**WHAT THE TASK ASKS:** Please return each line of the items below that contains the word "logo", copied without changes.

**DATASET EXCERPTS:**
━━━━━━━━━━━━━━━━

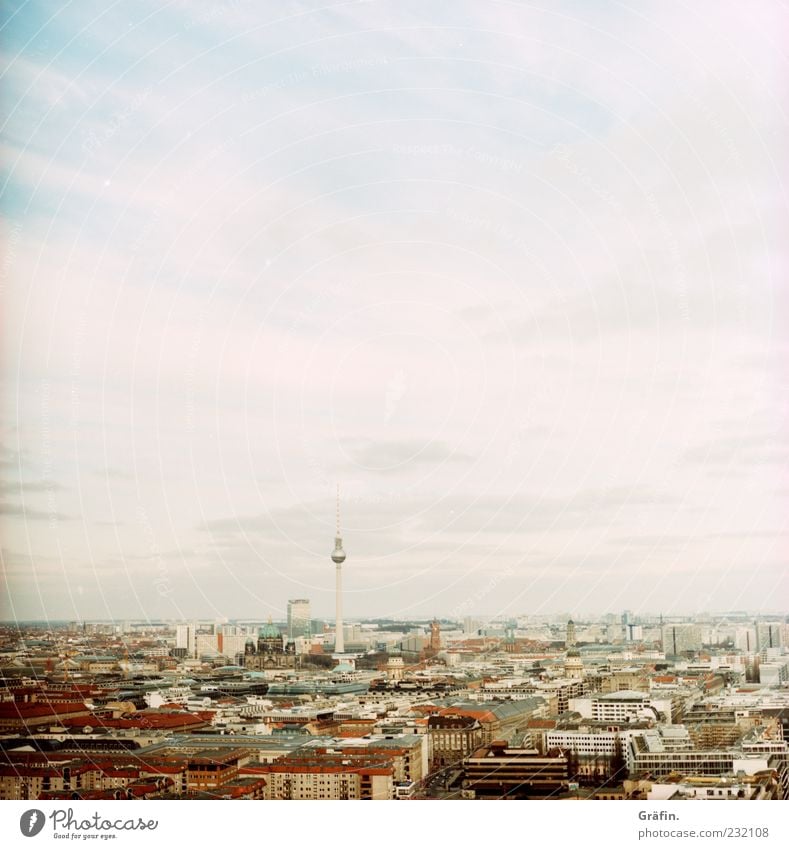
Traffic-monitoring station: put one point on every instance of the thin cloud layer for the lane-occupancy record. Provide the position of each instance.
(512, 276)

━━━━━━━━━━━━━━━━

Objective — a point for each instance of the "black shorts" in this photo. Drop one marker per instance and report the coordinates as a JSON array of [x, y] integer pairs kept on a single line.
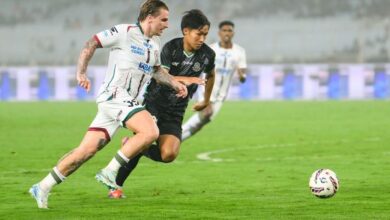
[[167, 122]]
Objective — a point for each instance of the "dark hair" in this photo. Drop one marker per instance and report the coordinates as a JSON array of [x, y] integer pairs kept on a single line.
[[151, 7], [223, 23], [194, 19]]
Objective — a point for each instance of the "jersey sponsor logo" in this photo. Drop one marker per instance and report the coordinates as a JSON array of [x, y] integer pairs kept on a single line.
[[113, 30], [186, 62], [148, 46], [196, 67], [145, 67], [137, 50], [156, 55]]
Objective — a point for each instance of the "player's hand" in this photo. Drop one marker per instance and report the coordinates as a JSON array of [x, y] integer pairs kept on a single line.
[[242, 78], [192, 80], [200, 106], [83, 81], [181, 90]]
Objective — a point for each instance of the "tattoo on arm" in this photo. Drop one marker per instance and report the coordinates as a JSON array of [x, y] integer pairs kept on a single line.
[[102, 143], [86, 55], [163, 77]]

━━━━━━━━━━━━━━━━

**PROBLEM SOLUTION:**
Objective — a point for each instance of the "jersey sponsor logo" in this photo. Drop one marker per instance and report the coordinates as a JSON array of [x, y] integer pairs kept on a single line.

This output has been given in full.